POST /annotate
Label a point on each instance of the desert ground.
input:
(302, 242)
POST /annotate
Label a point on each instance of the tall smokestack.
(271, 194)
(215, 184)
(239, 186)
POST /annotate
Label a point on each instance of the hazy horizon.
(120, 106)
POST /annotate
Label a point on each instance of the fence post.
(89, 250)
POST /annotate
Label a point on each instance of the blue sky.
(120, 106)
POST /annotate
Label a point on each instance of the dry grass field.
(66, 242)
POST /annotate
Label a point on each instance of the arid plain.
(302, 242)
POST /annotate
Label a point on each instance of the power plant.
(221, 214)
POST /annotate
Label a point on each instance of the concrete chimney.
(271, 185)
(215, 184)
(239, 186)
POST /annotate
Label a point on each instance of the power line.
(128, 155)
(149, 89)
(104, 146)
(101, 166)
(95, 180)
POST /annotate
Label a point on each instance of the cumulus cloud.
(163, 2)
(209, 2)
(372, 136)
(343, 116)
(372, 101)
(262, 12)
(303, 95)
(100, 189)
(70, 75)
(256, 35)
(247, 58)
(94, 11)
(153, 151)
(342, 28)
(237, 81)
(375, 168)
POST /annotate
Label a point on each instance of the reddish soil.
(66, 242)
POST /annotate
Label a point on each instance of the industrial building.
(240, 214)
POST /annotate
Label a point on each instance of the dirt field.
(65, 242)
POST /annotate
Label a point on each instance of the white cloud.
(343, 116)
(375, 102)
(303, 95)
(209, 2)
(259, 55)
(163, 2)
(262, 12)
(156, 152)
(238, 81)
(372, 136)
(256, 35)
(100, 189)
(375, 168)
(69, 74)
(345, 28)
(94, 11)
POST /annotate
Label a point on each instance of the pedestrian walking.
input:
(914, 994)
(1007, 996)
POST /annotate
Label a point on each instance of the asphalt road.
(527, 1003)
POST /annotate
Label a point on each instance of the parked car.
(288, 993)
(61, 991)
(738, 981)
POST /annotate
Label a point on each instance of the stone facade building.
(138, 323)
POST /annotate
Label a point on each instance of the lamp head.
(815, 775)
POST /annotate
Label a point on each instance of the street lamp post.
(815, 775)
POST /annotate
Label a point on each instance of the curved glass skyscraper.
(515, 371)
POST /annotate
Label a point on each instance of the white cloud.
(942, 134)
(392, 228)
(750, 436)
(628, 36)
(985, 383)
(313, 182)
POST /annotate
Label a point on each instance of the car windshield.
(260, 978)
= = = =
## WRITTEN PROBLEM
Exactly reproduce all of the entries above.

## FULL ANSWER
POST /annotate
Label a point on each instance of the desert ground.
input:
(302, 242)
POST /annotate
Label a point on each instance of the tall smokestack.
(271, 194)
(215, 184)
(239, 186)
POST /annotate
Label a point on each instance of the hazy horizon.
(120, 106)
POST /annotate
Label a point on each instance of the fence post.
(89, 250)
POST /annotate
Label a point on each instance of the blue sky.
(120, 106)
POST /annotate
Label a point on each instance of the dry grass field.
(66, 242)
POST /annotate
Label a point on each instance of the arid plain.
(302, 242)
POST /annotate
Label a point on each instance of the power plant.
(221, 214)
POST /annotate
Label a point on each instance of the concrete chimney.
(271, 185)
(215, 184)
(239, 186)
POST /annotate
Label a point on each instance of the power line.
(128, 155)
(149, 89)
(104, 146)
(101, 166)
(95, 180)
POST /annotate
Label a point on each instance of the cumulus cloud.
(163, 2)
(209, 2)
(372, 136)
(343, 116)
(372, 101)
(262, 12)
(303, 95)
(100, 189)
(70, 75)
(256, 35)
(247, 58)
(94, 11)
(153, 151)
(342, 28)
(237, 81)
(375, 168)
POST /annotate
Label a point on each instance of the reddish soil.
(66, 242)
POST /annotate
Label a point on each instance of the industrial building.
(240, 214)
POST /annotate
Label a point on each instance of the dirt field.
(65, 242)
POST /annotate
Label a point on each instance of the white cloud.
(343, 116)
(375, 102)
(303, 95)
(209, 2)
(259, 55)
(163, 2)
(262, 12)
(156, 152)
(238, 81)
(372, 136)
(256, 35)
(100, 189)
(375, 168)
(69, 74)
(345, 28)
(94, 11)
POST /annotate
Label a point on each instance of the pedestrian walking.
input:
(914, 994)
(1007, 996)
POST /annotate
Label a point on each instance of the asphalt road.
(527, 1003)
POST /annotate
Label a point on each instance of the parked car.
(288, 993)
(61, 991)
(738, 981)
POST /annotate
Label a point on each instance of the stone facade building.
(138, 323)
POST /annotate
Label a point on each instance of the lamp head.
(815, 775)
POST /annotate
Label a point on each instance of the street lamp post.
(815, 775)
POST /annotate
Label a point on each instance of the curved glass skyscraper.
(515, 371)
POST /annotate
Label a point on each instance of the white cloud.
(942, 134)
(392, 228)
(750, 436)
(628, 36)
(985, 383)
(313, 182)
POST /annotate
Label a point on each instance of the car windshield.
(260, 978)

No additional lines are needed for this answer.